*What the task asks*: Aside from the pictures, the entries should be given again exactly.

*Record set*:
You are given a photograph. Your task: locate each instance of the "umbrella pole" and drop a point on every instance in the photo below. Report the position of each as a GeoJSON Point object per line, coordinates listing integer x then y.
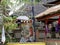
{"type": "Point", "coordinates": [46, 29]}
{"type": "Point", "coordinates": [33, 20]}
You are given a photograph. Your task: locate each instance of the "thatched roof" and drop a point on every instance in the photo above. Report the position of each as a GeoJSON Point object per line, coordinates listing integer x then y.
{"type": "Point", "coordinates": [51, 10]}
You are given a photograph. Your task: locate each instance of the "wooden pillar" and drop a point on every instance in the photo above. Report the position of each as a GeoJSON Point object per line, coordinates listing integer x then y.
{"type": "Point", "coordinates": [46, 28]}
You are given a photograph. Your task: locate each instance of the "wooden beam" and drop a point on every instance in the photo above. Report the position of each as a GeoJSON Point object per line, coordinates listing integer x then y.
{"type": "Point", "coordinates": [48, 16]}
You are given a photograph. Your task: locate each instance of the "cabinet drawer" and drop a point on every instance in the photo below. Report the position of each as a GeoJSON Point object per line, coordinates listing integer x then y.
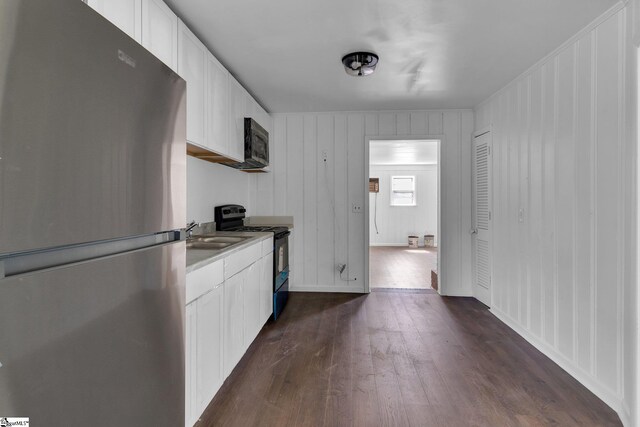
{"type": "Point", "coordinates": [203, 280]}
{"type": "Point", "coordinates": [237, 262]}
{"type": "Point", "coordinates": [267, 246]}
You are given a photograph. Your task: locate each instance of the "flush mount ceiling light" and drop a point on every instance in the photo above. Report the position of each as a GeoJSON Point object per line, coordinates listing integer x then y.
{"type": "Point", "coordinates": [360, 63]}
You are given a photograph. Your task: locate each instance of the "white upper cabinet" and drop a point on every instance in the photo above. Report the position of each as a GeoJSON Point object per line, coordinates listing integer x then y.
{"type": "Point", "coordinates": [192, 64]}
{"type": "Point", "coordinates": [124, 14]}
{"type": "Point", "coordinates": [237, 110]}
{"type": "Point", "coordinates": [160, 31]}
{"type": "Point", "coordinates": [218, 106]}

*Finished task*:
You are given a photograph. Your task: locate each instance of the "umbrella pole" and drop a point on every instance in the photo below. Report the position of each as a GeoJSON Point object per line, coordinates listing integer x then y.
{"type": "Point", "coordinates": [46, 29]}
{"type": "Point", "coordinates": [33, 20]}
You are given a photograph. Your task: locate each instance of the "thatched roof" and drop a point on every instance in the photo above. Report the position of each as a GeoJSON Point object per line, coordinates listing integer x then y.
{"type": "Point", "coordinates": [51, 10]}
You are given a photograph. Your task: locate each instance of the "wooden pillar" and drop a point on every instance in the photo above. Report the position of each as a GeoJSON Point object per line, coordinates listing integer x then y.
{"type": "Point", "coordinates": [46, 28]}
You are given a photograph. Your task: locate each instance of the "wooden beam" and drop a point on every instance in the photo above. Report the position of each as a GeoJSON Point object per line, coordinates listing integer x then y.
{"type": "Point", "coordinates": [48, 16]}
You are given a photograph. Your task: locate each instance of the "cabinet drawer" and drop a point on every instance in the photo below. Report the position of each as a GeoJSON Point object per line, coordinates listing integer x then y.
{"type": "Point", "coordinates": [203, 280]}
{"type": "Point", "coordinates": [237, 262]}
{"type": "Point", "coordinates": [267, 246]}
You are given a photograph. Your task: locate each instance of the "flush mount ceiling light" and drop a point on every instance in the photo above. Report the position of each as a GeoJSON Point object per line, coordinates listing integer x then y.
{"type": "Point", "coordinates": [360, 63]}
You are given a photograph. Your task: locate each instance of the "white upper cabinet" and drop a point on every instance in the photo above. Report the position of each as a GeoJSON Point object per line, coordinates listing integer x then y.
{"type": "Point", "coordinates": [192, 64]}
{"type": "Point", "coordinates": [124, 14]}
{"type": "Point", "coordinates": [237, 110]}
{"type": "Point", "coordinates": [160, 31]}
{"type": "Point", "coordinates": [218, 106]}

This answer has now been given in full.